● **Stated problem**
From the records below, extract every line that contains the string "light" and copy each one verbatim.

● **Information shown**
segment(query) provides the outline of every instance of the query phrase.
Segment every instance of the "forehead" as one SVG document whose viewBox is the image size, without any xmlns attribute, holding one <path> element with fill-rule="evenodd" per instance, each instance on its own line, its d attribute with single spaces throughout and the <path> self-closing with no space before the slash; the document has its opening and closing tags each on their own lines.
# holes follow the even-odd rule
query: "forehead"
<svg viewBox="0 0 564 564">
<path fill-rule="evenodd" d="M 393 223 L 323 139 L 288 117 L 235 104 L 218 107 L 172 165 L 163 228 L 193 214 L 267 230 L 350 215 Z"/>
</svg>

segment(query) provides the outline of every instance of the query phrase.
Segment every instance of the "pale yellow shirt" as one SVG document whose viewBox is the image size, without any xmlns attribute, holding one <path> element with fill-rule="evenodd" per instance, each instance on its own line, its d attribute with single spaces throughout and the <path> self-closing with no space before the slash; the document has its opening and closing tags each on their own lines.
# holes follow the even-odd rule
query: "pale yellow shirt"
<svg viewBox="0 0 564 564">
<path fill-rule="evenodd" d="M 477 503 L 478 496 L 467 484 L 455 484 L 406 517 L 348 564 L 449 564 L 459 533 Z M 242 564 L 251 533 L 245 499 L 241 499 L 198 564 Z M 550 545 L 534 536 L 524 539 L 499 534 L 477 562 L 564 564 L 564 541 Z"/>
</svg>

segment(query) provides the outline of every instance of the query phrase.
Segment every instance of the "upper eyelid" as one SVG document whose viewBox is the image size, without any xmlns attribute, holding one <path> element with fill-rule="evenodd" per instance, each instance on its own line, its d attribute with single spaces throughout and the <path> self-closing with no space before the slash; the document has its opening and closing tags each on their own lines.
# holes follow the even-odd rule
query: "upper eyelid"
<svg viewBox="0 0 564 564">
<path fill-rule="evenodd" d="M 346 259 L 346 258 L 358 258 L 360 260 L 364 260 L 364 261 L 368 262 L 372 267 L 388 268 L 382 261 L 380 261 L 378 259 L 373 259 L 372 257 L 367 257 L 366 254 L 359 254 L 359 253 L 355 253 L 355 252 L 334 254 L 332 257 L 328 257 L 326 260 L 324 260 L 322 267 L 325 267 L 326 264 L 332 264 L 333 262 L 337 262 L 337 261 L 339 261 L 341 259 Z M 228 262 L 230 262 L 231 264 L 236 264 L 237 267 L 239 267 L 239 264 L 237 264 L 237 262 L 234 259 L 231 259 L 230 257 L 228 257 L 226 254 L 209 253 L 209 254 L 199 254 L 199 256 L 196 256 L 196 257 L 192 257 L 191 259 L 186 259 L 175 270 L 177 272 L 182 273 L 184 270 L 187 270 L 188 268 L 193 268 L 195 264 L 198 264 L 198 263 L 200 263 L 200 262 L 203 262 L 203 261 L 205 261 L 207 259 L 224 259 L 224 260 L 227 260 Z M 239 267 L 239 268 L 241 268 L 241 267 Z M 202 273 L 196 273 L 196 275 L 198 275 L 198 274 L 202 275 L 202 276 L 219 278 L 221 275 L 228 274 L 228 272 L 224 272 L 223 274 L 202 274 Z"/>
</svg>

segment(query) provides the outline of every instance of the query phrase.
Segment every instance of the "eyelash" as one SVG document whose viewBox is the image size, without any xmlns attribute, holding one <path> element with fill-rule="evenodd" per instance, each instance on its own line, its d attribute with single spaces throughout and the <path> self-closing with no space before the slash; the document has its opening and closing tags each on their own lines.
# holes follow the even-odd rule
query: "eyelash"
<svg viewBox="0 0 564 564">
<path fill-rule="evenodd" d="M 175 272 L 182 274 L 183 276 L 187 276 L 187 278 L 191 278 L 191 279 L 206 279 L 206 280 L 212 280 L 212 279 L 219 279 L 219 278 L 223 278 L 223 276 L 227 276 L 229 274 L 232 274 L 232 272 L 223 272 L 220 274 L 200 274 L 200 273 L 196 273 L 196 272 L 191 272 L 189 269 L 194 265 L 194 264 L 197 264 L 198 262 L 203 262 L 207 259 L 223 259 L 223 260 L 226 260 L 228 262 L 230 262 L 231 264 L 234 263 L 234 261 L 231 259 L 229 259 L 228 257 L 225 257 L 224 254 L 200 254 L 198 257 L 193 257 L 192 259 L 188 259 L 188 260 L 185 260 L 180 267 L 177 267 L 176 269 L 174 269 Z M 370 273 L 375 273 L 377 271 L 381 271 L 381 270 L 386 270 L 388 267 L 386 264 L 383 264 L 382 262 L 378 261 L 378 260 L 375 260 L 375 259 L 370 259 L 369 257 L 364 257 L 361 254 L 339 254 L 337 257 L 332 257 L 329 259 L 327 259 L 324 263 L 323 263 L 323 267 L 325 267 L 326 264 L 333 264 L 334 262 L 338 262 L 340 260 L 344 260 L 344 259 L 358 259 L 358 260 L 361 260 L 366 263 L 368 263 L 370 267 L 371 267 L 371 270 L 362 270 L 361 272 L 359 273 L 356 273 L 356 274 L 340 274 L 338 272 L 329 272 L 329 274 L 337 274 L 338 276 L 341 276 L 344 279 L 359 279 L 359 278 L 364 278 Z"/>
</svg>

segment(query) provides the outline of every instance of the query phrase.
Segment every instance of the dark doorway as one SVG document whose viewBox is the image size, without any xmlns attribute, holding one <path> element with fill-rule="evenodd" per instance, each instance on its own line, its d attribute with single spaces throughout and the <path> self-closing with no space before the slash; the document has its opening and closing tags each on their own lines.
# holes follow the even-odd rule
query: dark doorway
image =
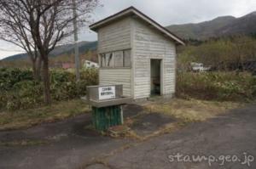
<svg viewBox="0 0 256 169">
<path fill-rule="evenodd" d="M 150 59 L 150 93 L 151 96 L 160 95 L 161 59 Z"/>
</svg>

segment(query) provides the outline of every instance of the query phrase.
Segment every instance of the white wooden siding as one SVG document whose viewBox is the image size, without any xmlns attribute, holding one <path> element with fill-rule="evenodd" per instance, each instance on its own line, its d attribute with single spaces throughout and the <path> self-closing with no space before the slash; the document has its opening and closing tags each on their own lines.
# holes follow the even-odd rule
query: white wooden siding
<svg viewBox="0 0 256 169">
<path fill-rule="evenodd" d="M 98 31 L 98 53 L 131 48 L 131 18 L 109 24 Z"/>
<path fill-rule="evenodd" d="M 150 59 L 162 59 L 163 94 L 175 93 L 175 44 L 149 25 L 133 19 L 134 99 L 150 95 Z"/>
<path fill-rule="evenodd" d="M 131 96 L 131 69 L 100 69 L 100 85 L 123 84 L 123 94 Z"/>
</svg>

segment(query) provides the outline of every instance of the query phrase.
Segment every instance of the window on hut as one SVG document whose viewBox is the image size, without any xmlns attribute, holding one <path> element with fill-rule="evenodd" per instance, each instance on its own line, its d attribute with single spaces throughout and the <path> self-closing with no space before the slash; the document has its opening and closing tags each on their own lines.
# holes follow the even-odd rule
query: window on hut
<svg viewBox="0 0 256 169">
<path fill-rule="evenodd" d="M 119 50 L 100 54 L 101 67 L 131 67 L 131 50 Z"/>
</svg>

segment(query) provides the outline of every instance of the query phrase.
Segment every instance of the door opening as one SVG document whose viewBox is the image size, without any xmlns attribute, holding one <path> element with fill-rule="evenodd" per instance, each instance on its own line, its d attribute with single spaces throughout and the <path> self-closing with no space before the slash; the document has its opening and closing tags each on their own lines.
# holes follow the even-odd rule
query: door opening
<svg viewBox="0 0 256 169">
<path fill-rule="evenodd" d="M 150 93 L 151 96 L 160 95 L 161 59 L 150 59 Z"/>
</svg>

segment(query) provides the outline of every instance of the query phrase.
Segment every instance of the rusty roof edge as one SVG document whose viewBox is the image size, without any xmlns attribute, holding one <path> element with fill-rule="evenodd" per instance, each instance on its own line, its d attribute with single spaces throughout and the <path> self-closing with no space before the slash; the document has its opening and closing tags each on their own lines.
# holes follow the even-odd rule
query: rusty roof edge
<svg viewBox="0 0 256 169">
<path fill-rule="evenodd" d="M 156 29 L 158 29 L 160 31 L 164 32 L 165 34 L 166 34 L 167 36 L 172 37 L 173 40 L 175 40 L 178 43 L 180 43 L 182 45 L 185 45 L 185 42 L 182 40 L 182 38 L 178 37 L 177 35 L 171 32 L 169 30 L 167 30 L 164 26 L 162 26 L 161 25 L 160 25 L 159 23 L 154 21 L 153 19 L 149 18 L 148 16 L 147 16 L 146 14 L 144 14 L 143 13 L 142 13 L 141 11 L 139 11 L 133 6 L 131 6 L 127 8 L 125 8 L 124 10 L 121 10 L 119 13 L 112 14 L 103 20 L 101 20 L 94 24 L 91 24 L 90 25 L 89 25 L 89 27 L 90 30 L 96 31 L 97 30 L 97 28 L 99 28 L 101 25 L 105 25 L 108 22 L 113 21 L 116 19 L 119 19 L 119 17 L 125 16 L 125 14 L 135 14 L 136 15 L 139 16 L 140 19 L 151 24 Z"/>
</svg>

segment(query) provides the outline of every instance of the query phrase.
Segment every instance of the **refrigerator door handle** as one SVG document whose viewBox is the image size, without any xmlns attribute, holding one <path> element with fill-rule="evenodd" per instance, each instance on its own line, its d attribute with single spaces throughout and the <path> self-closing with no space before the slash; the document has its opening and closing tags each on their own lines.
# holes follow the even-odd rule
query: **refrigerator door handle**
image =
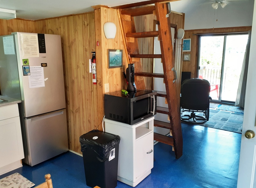
<svg viewBox="0 0 256 188">
<path fill-rule="evenodd" d="M 41 115 L 40 116 L 37 116 L 36 117 L 32 117 L 31 118 L 28 119 L 30 119 L 31 120 L 31 121 L 32 122 L 34 122 L 37 121 L 39 121 L 44 119 L 47 119 L 47 118 L 51 117 L 53 117 L 54 116 L 56 116 L 59 115 L 61 115 L 63 114 L 63 110 L 55 112 L 52 112 L 46 115 Z"/>
</svg>

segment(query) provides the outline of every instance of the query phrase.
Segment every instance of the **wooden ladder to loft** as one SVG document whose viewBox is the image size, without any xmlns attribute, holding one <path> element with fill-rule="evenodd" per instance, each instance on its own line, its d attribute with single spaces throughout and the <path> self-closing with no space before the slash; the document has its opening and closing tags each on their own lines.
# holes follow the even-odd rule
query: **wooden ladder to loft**
<svg viewBox="0 0 256 188">
<path fill-rule="evenodd" d="M 157 96 L 167 99 L 168 108 L 157 107 L 157 112 L 170 116 L 170 123 L 154 121 L 154 126 L 170 130 L 171 137 L 154 133 L 154 139 L 172 146 L 176 158 L 182 154 L 183 141 L 180 112 L 180 103 L 177 91 L 173 52 L 171 34 L 171 25 L 166 18 L 168 11 L 166 3 L 156 3 L 155 6 L 129 10 L 118 9 L 121 31 L 129 63 L 134 63 L 135 84 L 138 89 L 145 89 L 142 77 L 163 78 L 166 92 L 158 92 Z M 158 31 L 136 33 L 133 17 L 150 14 L 156 14 Z M 140 54 L 137 38 L 158 37 L 161 54 Z M 126 48 L 125 48 L 125 47 Z M 164 74 L 142 72 L 141 58 L 162 58 Z"/>
</svg>

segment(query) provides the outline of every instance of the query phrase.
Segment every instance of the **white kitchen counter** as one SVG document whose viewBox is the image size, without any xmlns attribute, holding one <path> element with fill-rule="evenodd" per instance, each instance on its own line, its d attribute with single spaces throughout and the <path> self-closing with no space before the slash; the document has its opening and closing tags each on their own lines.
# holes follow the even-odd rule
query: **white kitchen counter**
<svg viewBox="0 0 256 188">
<path fill-rule="evenodd" d="M 4 102 L 0 102 L 0 107 L 20 103 L 21 102 L 21 100 L 13 99 L 4 95 L 0 95 L 0 99 L 4 101 Z"/>
</svg>

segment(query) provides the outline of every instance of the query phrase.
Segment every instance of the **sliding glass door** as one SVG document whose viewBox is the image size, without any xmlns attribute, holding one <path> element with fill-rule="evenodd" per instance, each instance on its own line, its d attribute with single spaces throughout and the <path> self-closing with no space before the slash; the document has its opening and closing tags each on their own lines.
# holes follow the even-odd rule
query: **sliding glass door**
<svg viewBox="0 0 256 188">
<path fill-rule="evenodd" d="M 209 81 L 214 101 L 235 103 L 248 34 L 203 35 L 199 38 L 198 78 Z"/>
</svg>

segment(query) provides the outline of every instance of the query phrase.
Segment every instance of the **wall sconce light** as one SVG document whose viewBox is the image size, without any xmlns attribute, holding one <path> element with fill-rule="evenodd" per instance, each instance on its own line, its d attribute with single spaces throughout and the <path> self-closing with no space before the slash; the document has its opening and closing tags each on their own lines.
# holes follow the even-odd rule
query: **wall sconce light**
<svg viewBox="0 0 256 188">
<path fill-rule="evenodd" d="M 184 34 L 185 33 L 185 32 L 184 30 L 182 28 L 178 29 L 178 31 L 177 34 L 177 38 L 179 39 L 181 39 L 183 38 L 183 37 L 184 36 Z"/>
<path fill-rule="evenodd" d="M 16 18 L 16 11 L 0 8 L 0 19 L 11 19 Z"/>
<path fill-rule="evenodd" d="M 103 26 L 104 33 L 107 39 L 114 39 L 116 33 L 116 26 L 113 22 L 106 22 Z"/>
</svg>

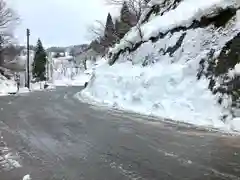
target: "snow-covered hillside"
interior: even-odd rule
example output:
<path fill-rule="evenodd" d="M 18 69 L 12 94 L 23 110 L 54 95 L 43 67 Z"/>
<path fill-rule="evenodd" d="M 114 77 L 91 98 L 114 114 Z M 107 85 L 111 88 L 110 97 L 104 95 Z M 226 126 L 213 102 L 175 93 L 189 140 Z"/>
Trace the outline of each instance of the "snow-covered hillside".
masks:
<path fill-rule="evenodd" d="M 229 46 L 240 38 L 238 5 L 232 0 L 150 4 L 141 23 L 110 50 L 105 61 L 112 66 L 96 68 L 82 96 L 171 120 L 240 130 L 231 94 L 219 90 L 237 76 L 240 59 L 231 65 L 218 62 L 239 52 Z"/>

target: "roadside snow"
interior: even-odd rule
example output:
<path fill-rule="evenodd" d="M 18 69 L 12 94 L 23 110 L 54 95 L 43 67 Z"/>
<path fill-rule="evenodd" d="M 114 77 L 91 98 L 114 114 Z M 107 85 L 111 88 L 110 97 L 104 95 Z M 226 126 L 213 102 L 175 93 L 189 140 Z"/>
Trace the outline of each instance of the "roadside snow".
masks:
<path fill-rule="evenodd" d="M 90 75 L 81 73 L 74 77 L 62 76 L 59 79 L 53 80 L 55 86 L 84 86 L 85 82 L 88 82 Z"/>
<path fill-rule="evenodd" d="M 41 91 L 44 90 L 45 82 L 32 83 L 30 91 Z M 47 89 L 53 89 L 55 86 L 48 83 Z M 17 84 L 13 80 L 9 80 L 4 76 L 0 75 L 0 96 L 7 96 L 12 93 L 28 93 L 29 90 L 26 87 L 20 87 L 19 92 L 17 92 Z"/>
<path fill-rule="evenodd" d="M 208 90 L 207 80 L 196 81 L 187 71 L 181 64 L 157 63 L 146 68 L 130 63 L 105 65 L 97 69 L 81 95 L 119 109 L 225 128 L 218 120 L 222 109 Z"/>
<path fill-rule="evenodd" d="M 31 180 L 30 175 L 29 175 L 29 174 L 25 175 L 25 176 L 23 177 L 23 180 Z"/>
<path fill-rule="evenodd" d="M 155 27 L 159 26 L 155 24 L 154 31 Z M 164 119 L 226 131 L 240 130 L 240 123 L 231 121 L 228 101 L 224 101 L 224 106 L 219 105 L 219 95 L 213 95 L 208 89 L 209 80 L 204 77 L 197 80 L 199 62 L 208 59 L 212 50 L 216 56 L 239 32 L 234 27 L 235 22 L 230 21 L 226 28 L 188 29 L 168 33 L 156 43 L 143 43 L 134 52 L 122 53 L 113 66 L 105 63 L 97 67 L 81 97 Z M 179 43 L 181 36 L 184 38 Z M 179 47 L 172 48 L 176 44 Z M 147 66 L 143 67 L 146 62 Z M 225 115 L 229 116 L 222 121 Z"/>
<path fill-rule="evenodd" d="M 220 8 L 225 8 L 233 4 L 229 0 L 184 0 L 174 10 L 170 10 L 162 16 L 156 16 L 151 21 L 141 25 L 143 38 L 138 35 L 138 28 L 134 27 L 127 33 L 119 44 L 110 50 L 115 54 L 121 49 L 131 47 L 140 41 L 148 41 L 150 37 L 156 37 L 159 32 L 165 33 L 170 29 L 179 26 L 188 27 L 192 24 L 193 20 L 199 20 L 203 15 L 207 15 L 212 11 Z M 129 43 L 131 42 L 131 43 Z"/>

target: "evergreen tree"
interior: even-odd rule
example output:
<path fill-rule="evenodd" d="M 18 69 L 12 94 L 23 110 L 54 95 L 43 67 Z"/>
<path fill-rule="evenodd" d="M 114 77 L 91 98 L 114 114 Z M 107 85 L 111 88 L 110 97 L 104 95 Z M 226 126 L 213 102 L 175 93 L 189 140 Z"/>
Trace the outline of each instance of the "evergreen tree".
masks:
<path fill-rule="evenodd" d="M 46 63 L 47 63 L 47 54 L 43 48 L 41 40 L 38 39 L 36 50 L 35 50 L 34 61 L 32 64 L 33 66 L 32 74 L 37 81 L 46 80 Z"/>
<path fill-rule="evenodd" d="M 136 17 L 129 10 L 128 4 L 126 1 L 123 2 L 122 9 L 120 12 L 120 22 L 117 25 L 117 33 L 120 39 L 133 27 L 136 25 Z"/>
<path fill-rule="evenodd" d="M 108 13 L 107 21 L 104 30 L 104 46 L 109 47 L 115 43 L 115 26 L 113 24 L 112 16 Z"/>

● **Exercise response**
Segment every instance of the **wall sconce light** as one SVG document whose viewBox is the image size, without any xmlns attribute, holding one <path> element with fill-rule="evenodd" per instance, each instance on its own line, its d attribute with single spaces throughout and the <path> self-closing with no space before the slash; the document has its opening and closing tags each on their own lines.
query: **wall sconce light**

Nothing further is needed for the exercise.